Given text »
WITH all the wailing and gnashing of teeth that’s been going on since the beginning of the Broadway strike, you’d think that there was no other theater in this town. Well, think again. There are hundreds of off- and off-off-Broadway shows still going strong. We mean it – literally hundreds of productions in every genre you can think of. The tricky part is figuring out which of them are actually worth seeing. That’s where we come in: The Post’s highly selective guide to New York’s non-Broadway theater.

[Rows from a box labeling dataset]

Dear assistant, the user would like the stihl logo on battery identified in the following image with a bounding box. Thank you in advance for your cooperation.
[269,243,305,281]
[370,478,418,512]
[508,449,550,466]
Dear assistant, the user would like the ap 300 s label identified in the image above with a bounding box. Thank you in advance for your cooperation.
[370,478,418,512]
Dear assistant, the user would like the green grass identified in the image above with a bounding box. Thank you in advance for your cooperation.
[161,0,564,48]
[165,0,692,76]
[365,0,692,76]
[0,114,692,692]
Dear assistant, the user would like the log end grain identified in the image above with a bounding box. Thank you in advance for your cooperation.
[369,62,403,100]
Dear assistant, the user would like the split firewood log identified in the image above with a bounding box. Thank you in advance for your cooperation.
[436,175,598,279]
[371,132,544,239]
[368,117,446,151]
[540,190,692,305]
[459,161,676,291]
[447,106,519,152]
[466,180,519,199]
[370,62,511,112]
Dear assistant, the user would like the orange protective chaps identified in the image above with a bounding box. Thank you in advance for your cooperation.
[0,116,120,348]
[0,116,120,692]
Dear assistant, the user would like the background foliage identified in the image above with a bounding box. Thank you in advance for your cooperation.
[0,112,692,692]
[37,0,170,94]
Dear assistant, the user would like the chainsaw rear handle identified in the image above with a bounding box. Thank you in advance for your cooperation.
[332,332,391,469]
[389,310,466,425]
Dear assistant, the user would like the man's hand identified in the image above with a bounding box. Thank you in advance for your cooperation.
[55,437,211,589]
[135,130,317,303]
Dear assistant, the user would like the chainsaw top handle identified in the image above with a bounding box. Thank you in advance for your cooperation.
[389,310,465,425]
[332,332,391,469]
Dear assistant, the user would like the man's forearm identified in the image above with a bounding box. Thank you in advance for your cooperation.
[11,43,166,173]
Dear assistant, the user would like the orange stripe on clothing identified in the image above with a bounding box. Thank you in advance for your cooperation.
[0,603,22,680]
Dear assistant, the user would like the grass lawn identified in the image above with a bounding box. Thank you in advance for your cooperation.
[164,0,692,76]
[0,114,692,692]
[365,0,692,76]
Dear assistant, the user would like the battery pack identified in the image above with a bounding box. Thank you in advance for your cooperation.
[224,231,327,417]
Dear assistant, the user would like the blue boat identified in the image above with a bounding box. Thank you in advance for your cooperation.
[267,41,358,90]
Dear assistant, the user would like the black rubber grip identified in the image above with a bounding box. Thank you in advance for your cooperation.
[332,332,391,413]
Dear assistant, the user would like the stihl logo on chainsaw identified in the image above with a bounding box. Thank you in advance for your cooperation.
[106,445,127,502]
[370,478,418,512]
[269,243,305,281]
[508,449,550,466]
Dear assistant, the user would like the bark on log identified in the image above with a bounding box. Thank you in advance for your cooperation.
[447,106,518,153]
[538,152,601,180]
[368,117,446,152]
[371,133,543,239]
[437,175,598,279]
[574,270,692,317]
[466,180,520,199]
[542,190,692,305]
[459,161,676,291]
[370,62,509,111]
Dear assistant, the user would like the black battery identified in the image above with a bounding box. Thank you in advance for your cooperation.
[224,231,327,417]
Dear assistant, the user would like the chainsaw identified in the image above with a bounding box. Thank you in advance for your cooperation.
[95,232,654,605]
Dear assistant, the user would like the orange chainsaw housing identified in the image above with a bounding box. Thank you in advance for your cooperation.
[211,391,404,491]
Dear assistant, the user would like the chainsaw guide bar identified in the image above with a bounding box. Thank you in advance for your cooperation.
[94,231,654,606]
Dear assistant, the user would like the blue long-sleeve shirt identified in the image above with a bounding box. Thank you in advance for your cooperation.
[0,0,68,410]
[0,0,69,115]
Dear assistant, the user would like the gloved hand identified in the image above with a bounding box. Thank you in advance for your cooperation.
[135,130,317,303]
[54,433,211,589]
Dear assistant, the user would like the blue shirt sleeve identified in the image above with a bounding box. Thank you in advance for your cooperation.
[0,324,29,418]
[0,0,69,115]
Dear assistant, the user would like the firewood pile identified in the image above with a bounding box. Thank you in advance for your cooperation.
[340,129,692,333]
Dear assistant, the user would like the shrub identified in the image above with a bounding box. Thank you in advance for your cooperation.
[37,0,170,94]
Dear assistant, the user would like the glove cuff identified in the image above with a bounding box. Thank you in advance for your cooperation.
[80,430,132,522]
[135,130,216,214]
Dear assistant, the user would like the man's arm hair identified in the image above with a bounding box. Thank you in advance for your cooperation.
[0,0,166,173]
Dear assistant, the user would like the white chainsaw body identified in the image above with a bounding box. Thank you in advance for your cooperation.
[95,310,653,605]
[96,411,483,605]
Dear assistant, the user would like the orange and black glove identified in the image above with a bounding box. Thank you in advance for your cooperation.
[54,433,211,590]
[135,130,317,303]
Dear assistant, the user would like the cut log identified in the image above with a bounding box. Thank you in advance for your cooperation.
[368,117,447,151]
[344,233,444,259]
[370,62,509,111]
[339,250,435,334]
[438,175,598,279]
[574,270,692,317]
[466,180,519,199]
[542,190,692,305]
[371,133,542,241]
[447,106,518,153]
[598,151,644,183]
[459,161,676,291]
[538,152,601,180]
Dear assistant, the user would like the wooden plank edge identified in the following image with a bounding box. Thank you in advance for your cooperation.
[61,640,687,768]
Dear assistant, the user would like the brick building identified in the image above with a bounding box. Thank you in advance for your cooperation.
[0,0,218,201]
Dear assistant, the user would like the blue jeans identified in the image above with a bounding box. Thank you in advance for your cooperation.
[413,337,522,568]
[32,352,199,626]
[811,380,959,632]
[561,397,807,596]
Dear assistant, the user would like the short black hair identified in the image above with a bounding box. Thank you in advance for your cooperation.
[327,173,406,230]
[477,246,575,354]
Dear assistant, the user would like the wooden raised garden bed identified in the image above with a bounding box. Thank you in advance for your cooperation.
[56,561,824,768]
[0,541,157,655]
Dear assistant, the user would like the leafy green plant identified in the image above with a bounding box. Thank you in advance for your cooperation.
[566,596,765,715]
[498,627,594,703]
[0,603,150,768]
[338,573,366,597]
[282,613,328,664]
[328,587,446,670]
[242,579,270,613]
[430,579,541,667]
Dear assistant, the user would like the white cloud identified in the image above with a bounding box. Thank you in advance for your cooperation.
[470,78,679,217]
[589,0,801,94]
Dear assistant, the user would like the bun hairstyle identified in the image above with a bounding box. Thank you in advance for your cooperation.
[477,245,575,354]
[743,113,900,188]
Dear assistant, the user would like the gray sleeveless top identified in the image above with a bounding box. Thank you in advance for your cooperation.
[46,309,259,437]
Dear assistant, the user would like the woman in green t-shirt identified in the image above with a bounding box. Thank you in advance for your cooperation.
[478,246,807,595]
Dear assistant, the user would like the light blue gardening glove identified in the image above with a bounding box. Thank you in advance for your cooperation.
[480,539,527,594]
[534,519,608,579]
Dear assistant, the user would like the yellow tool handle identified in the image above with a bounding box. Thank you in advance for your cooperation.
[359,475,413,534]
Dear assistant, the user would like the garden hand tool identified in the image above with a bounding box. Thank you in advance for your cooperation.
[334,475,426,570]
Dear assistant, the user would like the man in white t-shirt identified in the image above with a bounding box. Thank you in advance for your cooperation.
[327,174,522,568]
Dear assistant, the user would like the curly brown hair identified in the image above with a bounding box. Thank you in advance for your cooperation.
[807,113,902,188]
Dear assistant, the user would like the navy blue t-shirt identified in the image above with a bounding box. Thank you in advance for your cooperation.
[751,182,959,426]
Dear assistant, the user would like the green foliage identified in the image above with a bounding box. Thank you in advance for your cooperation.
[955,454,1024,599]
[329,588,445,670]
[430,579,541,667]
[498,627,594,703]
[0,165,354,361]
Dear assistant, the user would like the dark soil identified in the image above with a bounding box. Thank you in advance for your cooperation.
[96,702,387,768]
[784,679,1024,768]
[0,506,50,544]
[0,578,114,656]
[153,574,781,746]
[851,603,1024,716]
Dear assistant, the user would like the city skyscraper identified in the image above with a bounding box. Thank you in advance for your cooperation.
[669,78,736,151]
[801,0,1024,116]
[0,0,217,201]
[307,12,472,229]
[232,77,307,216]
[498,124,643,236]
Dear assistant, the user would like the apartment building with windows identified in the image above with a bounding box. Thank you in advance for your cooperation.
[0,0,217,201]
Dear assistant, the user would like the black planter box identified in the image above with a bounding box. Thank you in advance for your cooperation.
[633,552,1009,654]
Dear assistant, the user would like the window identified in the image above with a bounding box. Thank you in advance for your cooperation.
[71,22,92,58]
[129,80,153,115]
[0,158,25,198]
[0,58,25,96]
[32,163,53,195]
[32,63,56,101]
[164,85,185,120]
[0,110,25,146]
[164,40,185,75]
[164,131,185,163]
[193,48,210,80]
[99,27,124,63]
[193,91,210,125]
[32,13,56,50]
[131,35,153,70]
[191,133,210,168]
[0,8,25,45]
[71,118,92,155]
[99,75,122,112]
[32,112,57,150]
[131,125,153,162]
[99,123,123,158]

Task requirements »
a: Answer these questions from the passage on New York theater:
(i) What event has the wailing and gnashing of teeth been going on since?
(ii) How many off- and off-off-Broadway shows does it say are still going strong?
(iii) Whose guide to non-Broadway theater does it introduce?
b: List every category of theater named in the passage on New York theater.

Solution list »
a:
(i) The beginning of the Broadway strike.
(ii) Hundreds.
(iii) The Post's.

b: Broadway, off-Broadway, off-off-Broadway, non-Broadway